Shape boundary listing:
***
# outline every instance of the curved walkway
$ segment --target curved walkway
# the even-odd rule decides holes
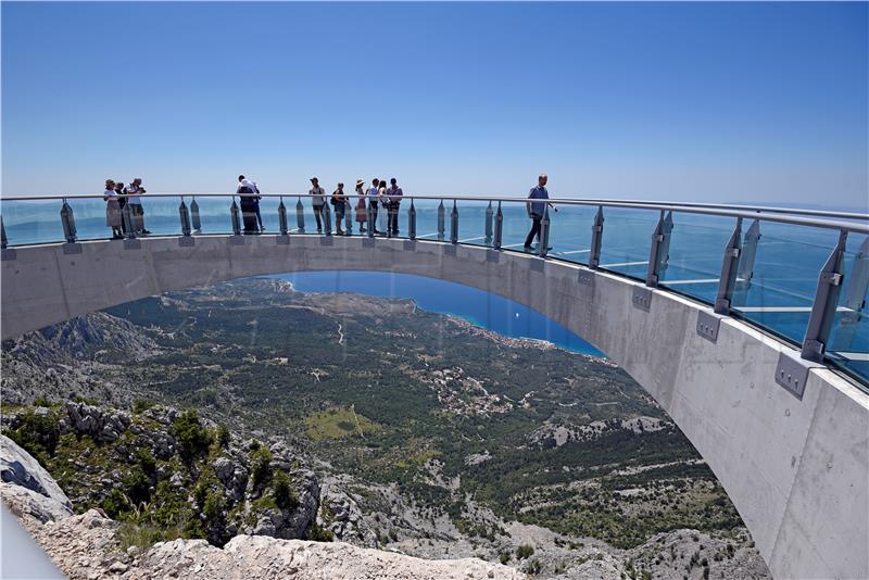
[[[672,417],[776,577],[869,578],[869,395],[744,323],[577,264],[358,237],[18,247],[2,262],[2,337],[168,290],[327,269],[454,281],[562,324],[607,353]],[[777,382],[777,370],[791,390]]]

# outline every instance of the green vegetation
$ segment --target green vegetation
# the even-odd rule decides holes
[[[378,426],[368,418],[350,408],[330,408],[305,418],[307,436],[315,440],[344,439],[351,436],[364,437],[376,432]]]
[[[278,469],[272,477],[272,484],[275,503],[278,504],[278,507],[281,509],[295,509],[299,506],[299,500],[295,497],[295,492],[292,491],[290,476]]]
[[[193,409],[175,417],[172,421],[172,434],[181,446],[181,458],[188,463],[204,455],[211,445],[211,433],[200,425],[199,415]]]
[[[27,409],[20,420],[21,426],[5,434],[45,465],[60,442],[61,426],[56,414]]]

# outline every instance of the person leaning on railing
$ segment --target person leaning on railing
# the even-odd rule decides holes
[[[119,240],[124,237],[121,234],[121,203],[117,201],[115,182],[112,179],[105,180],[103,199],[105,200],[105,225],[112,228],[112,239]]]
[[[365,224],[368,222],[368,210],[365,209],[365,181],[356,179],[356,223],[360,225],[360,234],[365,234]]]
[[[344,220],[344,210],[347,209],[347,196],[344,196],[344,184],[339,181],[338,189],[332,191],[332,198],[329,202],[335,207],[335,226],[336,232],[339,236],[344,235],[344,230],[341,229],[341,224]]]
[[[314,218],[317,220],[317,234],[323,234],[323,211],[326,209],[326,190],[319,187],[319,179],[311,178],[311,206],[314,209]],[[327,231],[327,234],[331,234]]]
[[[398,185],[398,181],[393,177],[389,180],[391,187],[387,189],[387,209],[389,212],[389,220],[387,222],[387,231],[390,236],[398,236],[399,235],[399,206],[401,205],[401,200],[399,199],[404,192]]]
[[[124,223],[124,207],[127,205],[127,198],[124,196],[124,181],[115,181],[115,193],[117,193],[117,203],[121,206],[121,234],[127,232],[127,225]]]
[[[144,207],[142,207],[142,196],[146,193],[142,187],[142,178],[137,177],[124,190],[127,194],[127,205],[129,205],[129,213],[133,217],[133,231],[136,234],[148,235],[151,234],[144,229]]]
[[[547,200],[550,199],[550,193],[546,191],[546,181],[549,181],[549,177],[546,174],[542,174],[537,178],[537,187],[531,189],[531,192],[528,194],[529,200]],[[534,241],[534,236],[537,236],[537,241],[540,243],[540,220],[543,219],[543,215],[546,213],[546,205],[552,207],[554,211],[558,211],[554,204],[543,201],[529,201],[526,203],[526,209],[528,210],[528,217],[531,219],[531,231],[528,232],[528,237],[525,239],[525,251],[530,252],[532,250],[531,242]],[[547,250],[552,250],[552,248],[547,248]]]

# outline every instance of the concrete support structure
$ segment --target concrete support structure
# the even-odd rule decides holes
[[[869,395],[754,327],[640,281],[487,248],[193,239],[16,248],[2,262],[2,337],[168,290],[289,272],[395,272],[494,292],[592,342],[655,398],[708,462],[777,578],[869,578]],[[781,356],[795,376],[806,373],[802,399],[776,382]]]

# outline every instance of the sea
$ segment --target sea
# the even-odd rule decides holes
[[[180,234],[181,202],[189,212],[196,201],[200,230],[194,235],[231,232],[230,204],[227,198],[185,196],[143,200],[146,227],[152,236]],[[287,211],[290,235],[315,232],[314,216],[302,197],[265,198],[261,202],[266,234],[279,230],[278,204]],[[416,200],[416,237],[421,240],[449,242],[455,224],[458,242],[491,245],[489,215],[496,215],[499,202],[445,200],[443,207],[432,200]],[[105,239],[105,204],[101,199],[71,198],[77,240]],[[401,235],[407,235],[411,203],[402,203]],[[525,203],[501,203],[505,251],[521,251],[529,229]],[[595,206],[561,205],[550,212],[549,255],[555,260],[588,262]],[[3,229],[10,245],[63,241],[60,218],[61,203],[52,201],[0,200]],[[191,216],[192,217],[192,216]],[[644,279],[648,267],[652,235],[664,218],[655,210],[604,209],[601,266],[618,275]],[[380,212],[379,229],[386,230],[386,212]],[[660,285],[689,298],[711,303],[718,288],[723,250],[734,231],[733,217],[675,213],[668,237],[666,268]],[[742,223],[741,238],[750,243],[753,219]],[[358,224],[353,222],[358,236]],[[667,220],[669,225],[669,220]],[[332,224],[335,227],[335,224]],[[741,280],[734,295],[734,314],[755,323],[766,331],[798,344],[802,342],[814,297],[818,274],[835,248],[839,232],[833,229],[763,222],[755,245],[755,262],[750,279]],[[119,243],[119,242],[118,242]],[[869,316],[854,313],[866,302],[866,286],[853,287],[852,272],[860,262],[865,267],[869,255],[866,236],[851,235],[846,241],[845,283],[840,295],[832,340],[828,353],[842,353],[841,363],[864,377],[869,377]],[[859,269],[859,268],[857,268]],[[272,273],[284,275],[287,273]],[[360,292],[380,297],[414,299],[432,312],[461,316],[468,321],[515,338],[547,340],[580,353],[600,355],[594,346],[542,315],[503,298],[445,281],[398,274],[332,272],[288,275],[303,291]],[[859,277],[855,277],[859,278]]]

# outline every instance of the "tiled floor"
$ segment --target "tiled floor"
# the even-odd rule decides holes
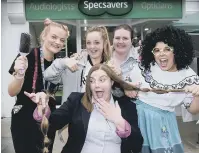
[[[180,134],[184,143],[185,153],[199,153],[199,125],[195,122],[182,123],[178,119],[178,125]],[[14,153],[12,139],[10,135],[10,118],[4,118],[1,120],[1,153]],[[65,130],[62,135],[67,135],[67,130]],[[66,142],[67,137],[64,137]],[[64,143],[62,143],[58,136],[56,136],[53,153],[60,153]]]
***
TASK OBJECTIVE ::
Please copy each line of the listing above that contains the word "concrete", matching case exactly.

WRITTEN RESPONSE ::
# outline every instance of the concrete support structure
$ segment --target concrete support structure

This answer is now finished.